In the first block of items below, rewrite the lines as a numbered list with blank lines omitted. Start at the line containing "it needs correcting." and continue through the line containing "rough mask: <svg", including both of those lines.

- [MATERIAL SHOWN]
= = =

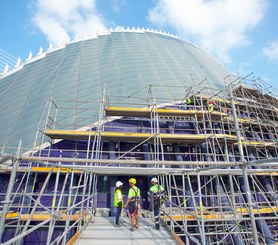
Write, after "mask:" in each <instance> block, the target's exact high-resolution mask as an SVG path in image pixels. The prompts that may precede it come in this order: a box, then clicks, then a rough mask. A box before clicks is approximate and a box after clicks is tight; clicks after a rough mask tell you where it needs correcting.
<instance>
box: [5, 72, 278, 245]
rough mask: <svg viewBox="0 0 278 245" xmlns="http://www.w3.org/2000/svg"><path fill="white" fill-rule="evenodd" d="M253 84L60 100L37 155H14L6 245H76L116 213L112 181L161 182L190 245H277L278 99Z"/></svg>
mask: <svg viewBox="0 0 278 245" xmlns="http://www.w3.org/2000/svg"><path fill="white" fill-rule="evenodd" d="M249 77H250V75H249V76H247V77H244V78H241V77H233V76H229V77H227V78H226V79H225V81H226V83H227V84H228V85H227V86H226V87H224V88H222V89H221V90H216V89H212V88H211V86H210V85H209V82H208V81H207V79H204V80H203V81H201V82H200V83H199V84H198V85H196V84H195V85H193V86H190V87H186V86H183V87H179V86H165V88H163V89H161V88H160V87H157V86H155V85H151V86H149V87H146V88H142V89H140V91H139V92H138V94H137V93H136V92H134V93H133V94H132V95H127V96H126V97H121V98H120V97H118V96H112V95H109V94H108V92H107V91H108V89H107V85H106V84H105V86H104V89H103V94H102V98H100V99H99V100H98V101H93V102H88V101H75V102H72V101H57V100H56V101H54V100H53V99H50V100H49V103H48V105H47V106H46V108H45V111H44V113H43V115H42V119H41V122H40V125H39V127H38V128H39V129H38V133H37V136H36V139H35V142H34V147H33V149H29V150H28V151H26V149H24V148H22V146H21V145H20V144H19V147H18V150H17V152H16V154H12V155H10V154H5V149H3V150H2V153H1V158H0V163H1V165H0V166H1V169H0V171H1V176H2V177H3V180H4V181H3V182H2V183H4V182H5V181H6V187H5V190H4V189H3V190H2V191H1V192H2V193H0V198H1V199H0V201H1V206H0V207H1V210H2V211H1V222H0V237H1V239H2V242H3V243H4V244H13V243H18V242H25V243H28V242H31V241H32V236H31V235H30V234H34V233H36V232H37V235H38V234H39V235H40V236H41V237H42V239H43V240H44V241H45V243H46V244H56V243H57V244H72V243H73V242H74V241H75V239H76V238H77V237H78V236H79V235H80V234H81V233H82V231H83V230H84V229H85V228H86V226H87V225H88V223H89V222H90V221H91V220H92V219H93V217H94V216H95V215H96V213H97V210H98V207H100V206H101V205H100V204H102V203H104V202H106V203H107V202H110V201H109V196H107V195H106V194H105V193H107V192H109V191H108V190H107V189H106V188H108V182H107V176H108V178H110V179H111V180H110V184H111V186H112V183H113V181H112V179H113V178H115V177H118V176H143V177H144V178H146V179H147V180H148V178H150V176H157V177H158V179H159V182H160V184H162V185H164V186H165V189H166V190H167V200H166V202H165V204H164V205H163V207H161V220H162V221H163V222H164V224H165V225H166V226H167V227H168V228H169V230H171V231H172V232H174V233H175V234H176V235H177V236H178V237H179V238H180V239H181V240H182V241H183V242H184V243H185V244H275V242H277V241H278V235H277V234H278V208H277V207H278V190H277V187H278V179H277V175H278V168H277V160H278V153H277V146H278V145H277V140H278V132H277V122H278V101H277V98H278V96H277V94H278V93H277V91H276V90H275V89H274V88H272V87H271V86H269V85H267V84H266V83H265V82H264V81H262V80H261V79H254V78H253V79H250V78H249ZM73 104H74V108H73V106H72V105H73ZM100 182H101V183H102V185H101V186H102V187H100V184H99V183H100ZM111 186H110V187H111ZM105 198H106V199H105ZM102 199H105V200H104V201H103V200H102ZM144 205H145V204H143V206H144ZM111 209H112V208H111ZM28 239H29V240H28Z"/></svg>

= = =

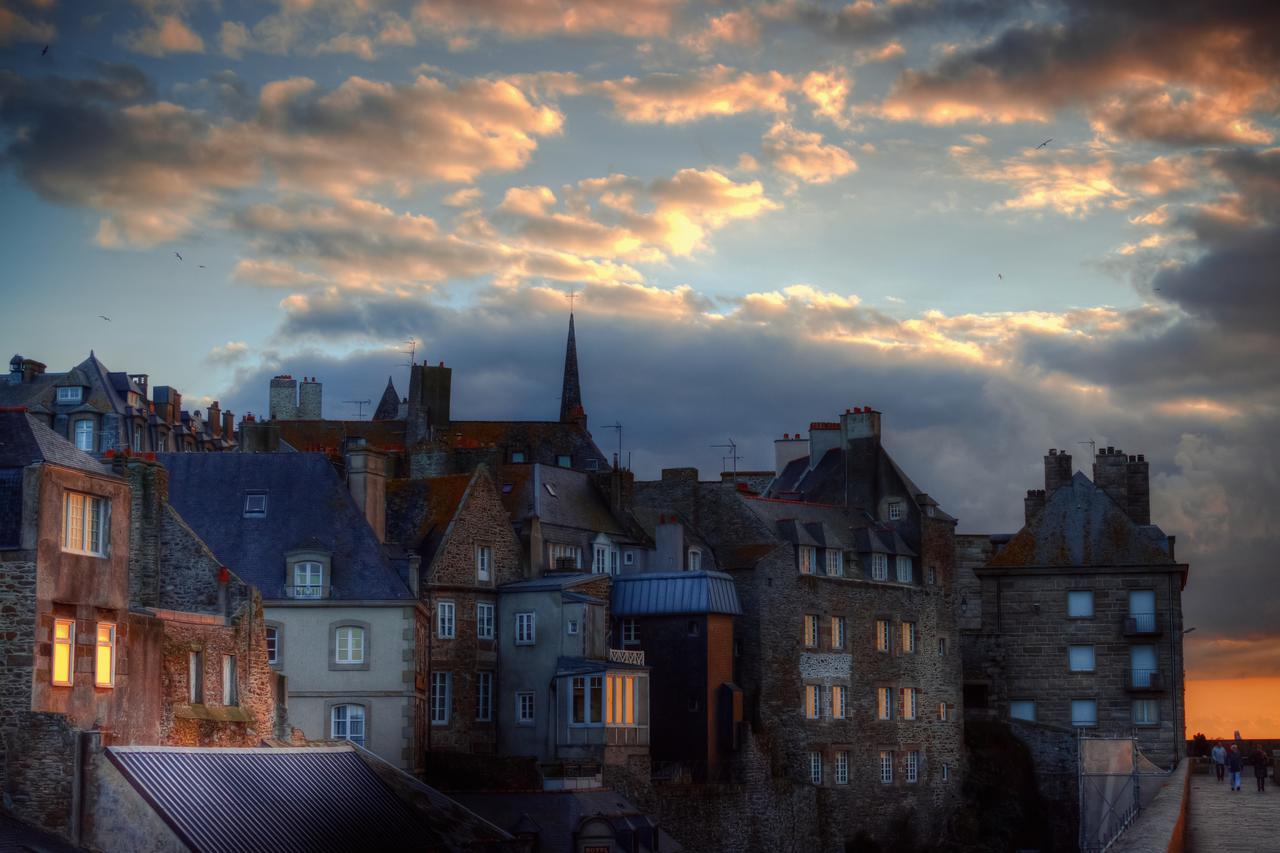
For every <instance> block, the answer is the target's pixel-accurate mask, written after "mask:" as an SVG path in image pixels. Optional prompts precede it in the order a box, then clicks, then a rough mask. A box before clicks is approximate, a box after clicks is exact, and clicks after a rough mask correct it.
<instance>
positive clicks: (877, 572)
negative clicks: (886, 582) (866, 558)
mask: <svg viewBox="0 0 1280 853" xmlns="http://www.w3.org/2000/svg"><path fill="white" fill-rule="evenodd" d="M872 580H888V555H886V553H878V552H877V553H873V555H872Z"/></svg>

= = =

- [REPLY]
1. Write, after "mask:" in each <instance> block, the target's exact high-resolution mask as an SVG path in image pixels. The prompts that may precede it come in this order: a box, then clicks, then a rough mask. A box before clicks is approximate and a box after clicks is tight; clicks after a rough mask tell you where it needs correcting.
2. <instance>
3. box: [5, 72, 278, 245]
4. rough mask: <svg viewBox="0 0 278 245" xmlns="http://www.w3.org/2000/svg"><path fill="white" fill-rule="evenodd" d="M253 84L60 100L37 155H14L6 245H76L116 213L112 181L161 182L190 245H277L278 99Z"/></svg>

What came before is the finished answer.